- Opening Delimiter -

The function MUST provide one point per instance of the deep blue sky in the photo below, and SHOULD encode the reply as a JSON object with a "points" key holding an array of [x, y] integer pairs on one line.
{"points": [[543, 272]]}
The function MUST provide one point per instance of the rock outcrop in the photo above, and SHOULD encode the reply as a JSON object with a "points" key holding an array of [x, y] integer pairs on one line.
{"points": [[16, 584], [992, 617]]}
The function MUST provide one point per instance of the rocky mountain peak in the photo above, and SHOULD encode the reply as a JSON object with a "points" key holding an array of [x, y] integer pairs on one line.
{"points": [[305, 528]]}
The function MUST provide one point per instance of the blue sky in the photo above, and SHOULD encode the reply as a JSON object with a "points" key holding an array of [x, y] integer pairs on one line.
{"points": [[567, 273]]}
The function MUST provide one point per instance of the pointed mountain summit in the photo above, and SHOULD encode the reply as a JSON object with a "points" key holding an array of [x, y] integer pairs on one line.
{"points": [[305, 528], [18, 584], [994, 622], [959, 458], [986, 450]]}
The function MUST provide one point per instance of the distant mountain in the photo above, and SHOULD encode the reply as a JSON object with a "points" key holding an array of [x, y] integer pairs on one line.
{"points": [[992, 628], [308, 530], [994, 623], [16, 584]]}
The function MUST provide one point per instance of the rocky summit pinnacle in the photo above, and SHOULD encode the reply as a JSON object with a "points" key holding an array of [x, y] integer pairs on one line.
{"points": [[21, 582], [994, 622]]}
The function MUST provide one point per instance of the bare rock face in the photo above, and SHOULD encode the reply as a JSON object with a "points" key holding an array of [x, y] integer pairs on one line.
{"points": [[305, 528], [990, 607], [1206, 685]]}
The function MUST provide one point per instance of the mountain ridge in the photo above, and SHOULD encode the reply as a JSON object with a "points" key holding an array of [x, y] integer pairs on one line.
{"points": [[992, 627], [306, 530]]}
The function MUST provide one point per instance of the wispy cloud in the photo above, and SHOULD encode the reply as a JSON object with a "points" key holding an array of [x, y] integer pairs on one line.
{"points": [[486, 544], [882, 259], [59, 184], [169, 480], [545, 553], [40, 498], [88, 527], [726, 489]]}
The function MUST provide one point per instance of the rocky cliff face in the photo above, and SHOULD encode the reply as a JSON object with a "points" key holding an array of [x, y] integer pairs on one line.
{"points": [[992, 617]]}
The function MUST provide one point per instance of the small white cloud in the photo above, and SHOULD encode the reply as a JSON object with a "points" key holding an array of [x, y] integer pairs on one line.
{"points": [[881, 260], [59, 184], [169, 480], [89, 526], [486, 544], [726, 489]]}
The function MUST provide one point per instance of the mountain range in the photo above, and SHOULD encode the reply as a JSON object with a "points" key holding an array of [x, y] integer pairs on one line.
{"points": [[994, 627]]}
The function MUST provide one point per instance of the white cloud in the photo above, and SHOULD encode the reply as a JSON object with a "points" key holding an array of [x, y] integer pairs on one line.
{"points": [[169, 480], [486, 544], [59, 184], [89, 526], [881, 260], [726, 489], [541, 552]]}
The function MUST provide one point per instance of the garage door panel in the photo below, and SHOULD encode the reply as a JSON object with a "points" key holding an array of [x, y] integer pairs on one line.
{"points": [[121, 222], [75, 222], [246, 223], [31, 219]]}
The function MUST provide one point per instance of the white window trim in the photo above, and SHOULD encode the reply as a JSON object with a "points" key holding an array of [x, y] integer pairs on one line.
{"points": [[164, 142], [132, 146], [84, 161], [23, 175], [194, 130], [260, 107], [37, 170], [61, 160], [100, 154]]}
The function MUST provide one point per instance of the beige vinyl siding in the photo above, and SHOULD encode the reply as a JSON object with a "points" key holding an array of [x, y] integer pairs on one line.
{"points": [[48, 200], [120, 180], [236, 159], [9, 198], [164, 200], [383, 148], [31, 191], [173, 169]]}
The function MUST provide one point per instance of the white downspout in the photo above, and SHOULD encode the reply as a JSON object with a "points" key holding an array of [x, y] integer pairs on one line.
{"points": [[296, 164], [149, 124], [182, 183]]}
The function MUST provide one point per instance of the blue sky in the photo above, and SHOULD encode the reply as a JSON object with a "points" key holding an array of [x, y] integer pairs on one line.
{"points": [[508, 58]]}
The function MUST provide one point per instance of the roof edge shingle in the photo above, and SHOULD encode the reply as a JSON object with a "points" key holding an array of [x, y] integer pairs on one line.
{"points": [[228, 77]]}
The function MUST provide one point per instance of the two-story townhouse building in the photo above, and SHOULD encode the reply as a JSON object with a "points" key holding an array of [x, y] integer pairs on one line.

- Closing Delimiter -

The full listing above should be repeated without omission.

ANSWER SPACE.
The function MUST provide one point per instance of the deep blue sky in the photo below, and SHOULD encode the reply as a JSON object with a "points" key holding an array of [x, y] integer pairs on one line.
{"points": [[543, 272]]}
The function MUST provide one point per instance of the rock outcrop in the photo above, and SHOULD encode the reply as a JSON object with a "points" key holding an array of [x, y] integer pairs on one line.
{"points": [[16, 584], [992, 617]]}
The function MUST provide one point per instance of the rocky mountain peak in the photo above, and SHOULD encode the reply as a JSON object with a "points" key holding an array of [x, y] integer pairs on one line.
{"points": [[305, 528]]}
The function MUST provide one point per instance of the blue sky in the photo above, and SHOULD encode the reply as a JSON object with a "points" key holding an array of [x, y] integer pairs on one line.
{"points": [[567, 273]]}
The function MUST provide one point per instance of the pointed mountain summit in the photo above, and SHOULD encode the reply as a JSON object with a "points" key holding an array of [x, y] integer pairs on one line.
{"points": [[305, 528], [18, 584], [994, 622], [959, 458], [986, 450]]}
The function MUST provide one point per instance of the distant mountain in the photo above, and SHOULD encode the reply as a JSON object with a "points" key holding an array of [x, y] integer pairs on one line.
{"points": [[992, 628], [308, 530], [994, 623], [16, 584]]}
The function MUST provide one point per instance of the rocky summit pinnacle in the photo above, and SHOULD encode the reply as a JSON object with a "points" key holding an array of [x, y] integer pairs on one line.
{"points": [[21, 582], [994, 622]]}
The function MUST provide one point per instance of the bare rock face in the photo above, and SHOULD encode the reply as a JSON object with a "points" key holding an array of [x, y] integer pairs on one line.
{"points": [[305, 528], [990, 607], [1206, 685]]}
The function MUST provide one point per instance of the mountain ridge in the photo above, and SHOULD encode the reply as a JSON object with a "points" key holding an array of [x, y] integer pairs on one line.
{"points": [[992, 627], [306, 530]]}
The function MUST provide one point per instance of the wispy cloud in the photo above, and SHOULD encode the reply as a JSON object with a "points" key holding an array of [x, y] integer pairs on one line.
{"points": [[486, 544], [882, 259], [59, 184], [169, 480], [545, 553], [40, 498], [88, 527], [726, 489]]}
The function MUST provide one point per instance of the rocky cliff face in the photo above, and SHOULD encode the reply as a JSON object with a "points" key holding an array of [x, y] integer pairs on one line.
{"points": [[992, 617]]}
The function MUST provide one point per instance of the small white cloud in the photo above, and SHOULD encode the reply as a JSON object with a "points" key holding an array of [x, y] integer pairs on one line.
{"points": [[881, 260], [59, 184], [169, 480], [89, 526], [486, 544], [726, 489]]}
The function MUST provide one point per instance of the mountain range in the photo above, and SHOULD encode the reply as a JSON object with a "points" key holding an array of [x, y] integer pairs on one line.
{"points": [[994, 627]]}
The function MUST provide one point per instance of the white cloud in the photo above, and SHOULD encode the reply as a JSON object with a "points" key holding an array of [x, y] integer pairs on one line.
{"points": [[169, 480], [486, 544], [59, 184], [89, 526], [881, 260], [726, 489], [541, 552]]}
The function MUST provide one point per instance of the garage door panel in the photo below, and SHOULD encode the reply as a JSON object with a "points" key holding an array of [x, y] integer pairs on one line.
{"points": [[121, 222], [75, 222], [246, 223], [31, 219]]}
The function MUST provide one point per instance of the white window trim in the photo above, and SHOULD encode the reply as a JSON object with a "points" key holding an array of [x, y] integer pairs on one line.
{"points": [[164, 142], [132, 146], [84, 161], [23, 175], [194, 130], [260, 107], [37, 170], [61, 160], [100, 154]]}
The function MUST provide one point per instance of the beige vinyl siding in the photo above, and SHOULD encode the reply as a JSON object with a "points" key holding an array of [x, y] integer pairs on one line.
{"points": [[48, 200], [120, 180], [236, 159], [9, 198], [164, 200], [383, 148], [31, 191], [173, 169]]}
The function MUST provide one point per instance of the white downspout in the photo above, and SHOULD encode the reply as a JSON object with a "points" key holding an array of [x, y] integer pairs on one line.
{"points": [[296, 164], [149, 124], [182, 183]]}
The function MUST provide one point per instance of the blue sky in the photo above, and SHOULD encode the reply as a JSON object with a "points" key holding an array of [x, y] integer pairs on one line.
{"points": [[508, 58]]}
The function MUST provide one point per instance of the roof edge shingle in the photo above, and SHOULD encode the reply as a JSON object with a "points" key holding an array of [x, y] integer pairs on one line.
{"points": [[228, 77]]}
The function MUST provide one point per instance of the two-story townhouse building in the photo above, and SHOULD encode the reply as a JSON object with a "points" key holding an array of [x, y] integer pairs on one line.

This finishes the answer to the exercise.